EXERCISE AIM: Please copy the data below word for word, keeping each line unchanged.

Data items
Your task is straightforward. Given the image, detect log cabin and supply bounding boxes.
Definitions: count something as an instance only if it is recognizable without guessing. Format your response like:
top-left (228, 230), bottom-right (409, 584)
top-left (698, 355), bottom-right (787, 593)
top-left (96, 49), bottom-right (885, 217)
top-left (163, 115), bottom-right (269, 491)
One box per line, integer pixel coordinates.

FINISHED ANSWER:
Your task is straightforward. Given the image, detect log cabin and supply bounding boxes.
Definitions: count something as an instance only if it is recognizable without guessing. Format your response like:
top-left (228, 230), bottom-right (409, 584)
top-left (698, 355), bottom-right (787, 593)
top-left (96, 49), bottom-right (885, 217)
top-left (163, 115), bottom-right (269, 491)
One box per line, integer pixel coordinates.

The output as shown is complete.